THE EXERCISE >> Return every line of the records below that contains the word "engine".
>> begin
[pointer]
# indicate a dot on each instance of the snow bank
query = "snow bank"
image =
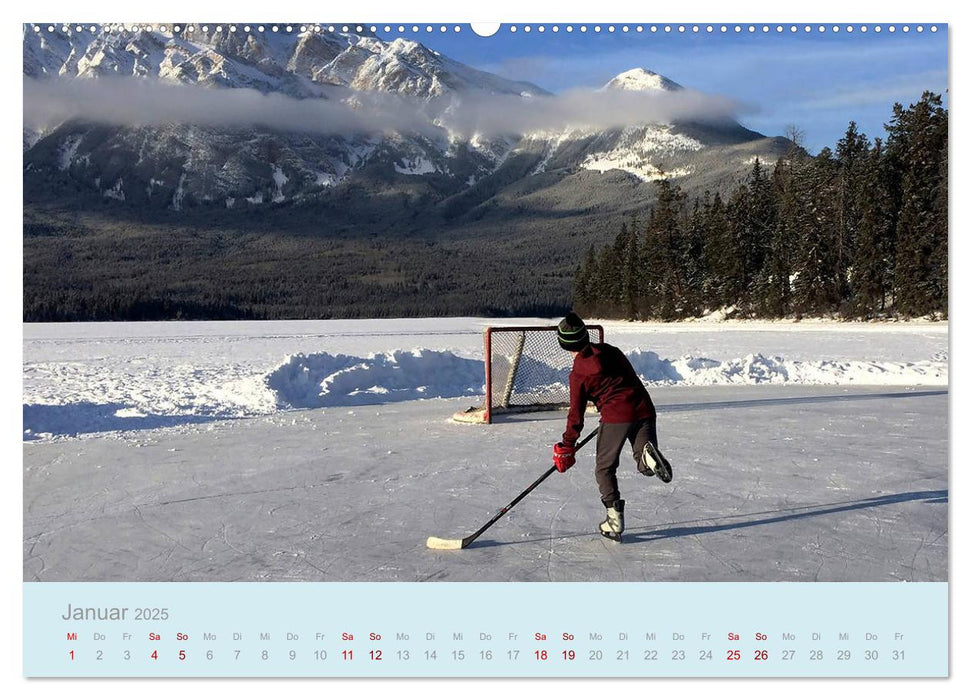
(321, 380)
(759, 369)
(94, 378)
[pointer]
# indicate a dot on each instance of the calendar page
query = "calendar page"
(387, 349)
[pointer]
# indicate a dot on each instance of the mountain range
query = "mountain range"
(521, 196)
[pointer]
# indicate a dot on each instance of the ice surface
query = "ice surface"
(772, 483)
(300, 451)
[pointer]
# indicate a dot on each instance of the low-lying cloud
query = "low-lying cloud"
(139, 102)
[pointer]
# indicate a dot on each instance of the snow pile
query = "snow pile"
(322, 379)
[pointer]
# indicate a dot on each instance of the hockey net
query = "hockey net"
(525, 370)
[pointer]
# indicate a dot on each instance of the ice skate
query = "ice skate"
(613, 526)
(653, 463)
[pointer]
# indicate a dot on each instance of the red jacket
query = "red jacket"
(603, 374)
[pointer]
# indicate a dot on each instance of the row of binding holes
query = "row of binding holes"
(414, 29)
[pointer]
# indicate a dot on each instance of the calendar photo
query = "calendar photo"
(425, 303)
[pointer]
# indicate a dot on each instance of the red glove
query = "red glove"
(563, 456)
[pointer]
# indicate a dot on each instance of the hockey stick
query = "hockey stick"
(440, 543)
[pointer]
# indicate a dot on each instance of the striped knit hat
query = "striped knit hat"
(572, 333)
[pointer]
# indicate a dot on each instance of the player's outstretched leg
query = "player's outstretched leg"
(613, 526)
(653, 463)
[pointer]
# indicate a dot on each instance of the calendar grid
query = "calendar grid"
(476, 629)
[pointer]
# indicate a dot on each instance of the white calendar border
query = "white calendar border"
(484, 11)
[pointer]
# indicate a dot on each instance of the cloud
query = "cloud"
(135, 102)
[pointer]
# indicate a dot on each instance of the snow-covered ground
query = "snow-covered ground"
(323, 451)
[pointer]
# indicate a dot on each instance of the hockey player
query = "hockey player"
(602, 373)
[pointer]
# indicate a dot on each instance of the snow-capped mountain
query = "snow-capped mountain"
(178, 166)
(640, 79)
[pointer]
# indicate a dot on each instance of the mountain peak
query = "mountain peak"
(641, 79)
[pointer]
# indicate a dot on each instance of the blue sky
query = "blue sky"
(817, 81)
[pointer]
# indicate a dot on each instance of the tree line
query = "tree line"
(859, 231)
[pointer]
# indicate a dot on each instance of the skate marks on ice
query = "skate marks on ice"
(697, 527)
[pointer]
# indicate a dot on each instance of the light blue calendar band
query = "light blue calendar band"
(488, 629)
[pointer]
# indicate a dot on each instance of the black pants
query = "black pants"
(610, 442)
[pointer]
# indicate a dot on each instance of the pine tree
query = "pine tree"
(851, 153)
(872, 261)
(778, 289)
(918, 139)
(717, 253)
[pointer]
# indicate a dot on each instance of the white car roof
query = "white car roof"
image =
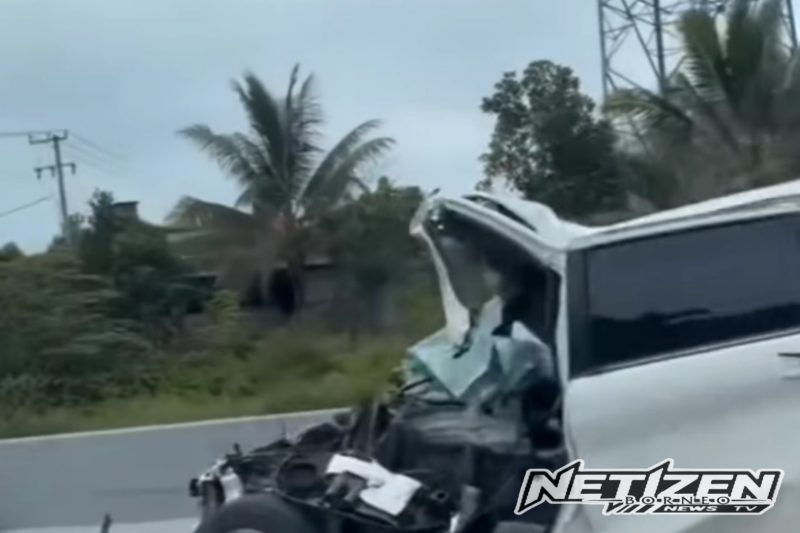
(563, 234)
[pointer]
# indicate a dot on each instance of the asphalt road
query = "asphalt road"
(137, 475)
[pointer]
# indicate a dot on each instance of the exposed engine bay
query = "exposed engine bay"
(447, 450)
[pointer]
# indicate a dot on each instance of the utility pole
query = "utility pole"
(57, 169)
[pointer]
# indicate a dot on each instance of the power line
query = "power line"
(95, 146)
(6, 134)
(89, 159)
(56, 169)
(4, 214)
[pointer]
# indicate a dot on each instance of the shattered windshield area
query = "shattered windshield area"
(501, 289)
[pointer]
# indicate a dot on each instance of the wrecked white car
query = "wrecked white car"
(669, 336)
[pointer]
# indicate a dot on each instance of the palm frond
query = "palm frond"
(654, 110)
(265, 115)
(224, 149)
(340, 152)
(305, 118)
(342, 177)
(193, 213)
(705, 61)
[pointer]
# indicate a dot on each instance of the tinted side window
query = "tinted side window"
(681, 291)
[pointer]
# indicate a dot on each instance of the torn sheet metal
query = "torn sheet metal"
(384, 490)
(490, 365)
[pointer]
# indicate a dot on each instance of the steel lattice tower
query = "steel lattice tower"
(642, 33)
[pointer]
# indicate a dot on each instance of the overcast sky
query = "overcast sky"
(126, 74)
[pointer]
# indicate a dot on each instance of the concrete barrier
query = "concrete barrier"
(136, 475)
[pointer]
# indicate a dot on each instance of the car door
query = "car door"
(676, 343)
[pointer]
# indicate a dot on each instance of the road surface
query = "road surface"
(138, 475)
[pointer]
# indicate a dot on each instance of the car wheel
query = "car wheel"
(262, 513)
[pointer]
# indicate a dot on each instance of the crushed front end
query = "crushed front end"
(444, 453)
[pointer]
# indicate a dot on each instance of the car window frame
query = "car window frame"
(580, 355)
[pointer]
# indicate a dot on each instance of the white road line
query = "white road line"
(180, 425)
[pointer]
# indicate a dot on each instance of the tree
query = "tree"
(728, 120)
(548, 144)
(58, 326)
(149, 277)
(287, 184)
(370, 243)
(10, 251)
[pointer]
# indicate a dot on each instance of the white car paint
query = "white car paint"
(722, 407)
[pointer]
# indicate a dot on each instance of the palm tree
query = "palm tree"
(287, 184)
(727, 120)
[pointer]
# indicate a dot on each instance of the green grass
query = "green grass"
(286, 371)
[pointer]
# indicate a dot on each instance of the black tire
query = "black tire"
(262, 513)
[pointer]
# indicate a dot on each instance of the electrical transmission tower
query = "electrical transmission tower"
(639, 43)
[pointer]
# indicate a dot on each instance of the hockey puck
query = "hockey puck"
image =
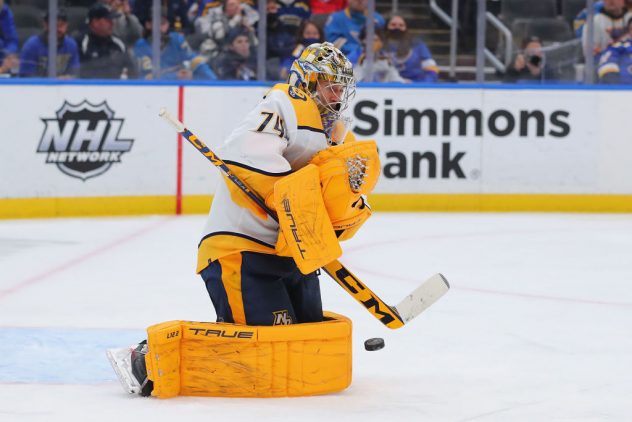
>> end
COMPLETE RESPONSE >>
# indicate a dot on each instance of the exposed engine bay
query = "exposed engine bay"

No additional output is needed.